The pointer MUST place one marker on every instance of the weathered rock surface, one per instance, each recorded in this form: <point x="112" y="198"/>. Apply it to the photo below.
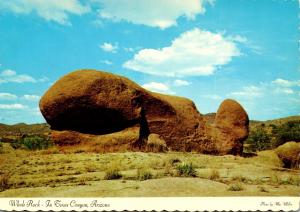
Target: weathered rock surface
<point x="231" y="127"/>
<point x="98" y="103"/>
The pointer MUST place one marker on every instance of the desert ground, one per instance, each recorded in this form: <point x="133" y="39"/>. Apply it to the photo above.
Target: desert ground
<point x="53" y="173"/>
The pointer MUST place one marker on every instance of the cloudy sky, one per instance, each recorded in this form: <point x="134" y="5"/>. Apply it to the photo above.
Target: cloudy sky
<point x="206" y="50"/>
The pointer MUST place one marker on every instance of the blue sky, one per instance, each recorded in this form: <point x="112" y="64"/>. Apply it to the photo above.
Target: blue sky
<point x="206" y="50"/>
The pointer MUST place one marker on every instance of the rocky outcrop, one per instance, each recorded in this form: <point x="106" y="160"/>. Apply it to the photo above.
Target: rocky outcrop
<point x="99" y="103"/>
<point x="230" y="128"/>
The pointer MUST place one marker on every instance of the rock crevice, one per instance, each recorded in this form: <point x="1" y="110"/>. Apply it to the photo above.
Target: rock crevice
<point x="98" y="103"/>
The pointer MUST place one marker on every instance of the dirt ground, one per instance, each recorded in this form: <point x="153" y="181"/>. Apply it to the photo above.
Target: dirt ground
<point x="50" y="173"/>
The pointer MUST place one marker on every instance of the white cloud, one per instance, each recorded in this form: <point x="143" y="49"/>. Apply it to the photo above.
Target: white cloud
<point x="157" y="87"/>
<point x="194" y="53"/>
<point x="286" y="83"/>
<point x="107" y="62"/>
<point x="179" y="82"/>
<point x="50" y="10"/>
<point x="31" y="97"/>
<point x="238" y="38"/>
<point x="248" y="92"/>
<point x="12" y="106"/>
<point x="43" y="79"/>
<point x="108" y="47"/>
<point x="284" y="90"/>
<point x="7" y="96"/>
<point x="153" y="13"/>
<point x="12" y="76"/>
<point x="212" y="96"/>
<point x="129" y="49"/>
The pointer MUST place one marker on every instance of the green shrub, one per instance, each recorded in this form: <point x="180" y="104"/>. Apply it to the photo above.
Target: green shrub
<point x="259" y="139"/>
<point x="112" y="174"/>
<point x="289" y="131"/>
<point x="32" y="143"/>
<point x="214" y="174"/>
<point x="289" y="153"/>
<point x="4" y="181"/>
<point x="144" y="174"/>
<point x="1" y="148"/>
<point x="236" y="187"/>
<point x="263" y="189"/>
<point x="186" y="170"/>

***

:: CONSIGNE ÉCRITE ::
Réécrivez en entier les lignes des enregistrements, de celle qui contient « rock crevice, one » jusqu'à la fin, en mettant à l'échelle les coordonnées x et y des réponses : multipliez-les par 0,8 et arrondissez à l'entier, les demis vers le haut. Tout autre nombre reste tel quel.

:: RÉSULTAT DE L'EXERCICE ::
The pointer MUST place one marker on every instance of the rock crevice, one per instance, each recorded in this form: <point x="1" y="110"/>. Apply it to the photo above.
Target: rock crevice
<point x="78" y="82"/>
The pointer MUST place one marker on every instance of the dirt ground, one per instance, each recorded in this form: <point x="153" y="181"/>. Apply it to the photo above.
Target: dirt ground
<point x="40" y="138"/>
The pointer MUST place one marker on every instance of the white cloud, one per instance, each recorded in this form: <point x="143" y="49"/>. Apply it to the photo above.
Target: white cloud
<point x="126" y="70"/>
<point x="155" y="42"/>
<point x="229" y="66"/>
<point x="86" y="50"/>
<point x="143" y="66"/>
<point x="40" y="8"/>
<point x="25" y="78"/>
<point x="190" y="30"/>
<point x="198" y="74"/>
<point x="10" y="85"/>
<point x="34" y="63"/>
<point x="86" y="38"/>
<point x="227" y="72"/>
<point x="6" y="77"/>
<point x="122" y="10"/>
<point x="10" y="61"/>
<point x="170" y="77"/>
<point x="103" y="39"/>
The pointer MUST place one marker on every instance of the green shrub, one per instance, each recorded in this form: <point x="180" y="104"/>. Apply it to the photo above.
Target: green shrub
<point x="207" y="111"/>
<point x="90" y="139"/>
<point x="231" y="105"/>
<point x="26" y="114"/>
<point x="171" y="139"/>
<point x="231" y="122"/>
<point x="3" y="145"/>
<point x="115" y="139"/>
<point x="1" y="118"/>
<point x="189" y="150"/>
<point x="210" y="151"/>
<point x="149" y="136"/>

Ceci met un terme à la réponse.